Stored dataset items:
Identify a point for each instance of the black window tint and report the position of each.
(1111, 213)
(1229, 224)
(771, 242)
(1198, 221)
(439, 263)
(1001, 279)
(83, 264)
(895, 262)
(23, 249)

■ What you should do
Rewrite the records above with every occurrence of "window tint" changed to "window film", leaving everything else the same.

■ Exercise solution
Identify a point for each instance of the black window film and report the position of each.
(1111, 213)
(1229, 224)
(771, 242)
(1198, 221)
(439, 263)
(1001, 279)
(83, 264)
(895, 262)
(23, 249)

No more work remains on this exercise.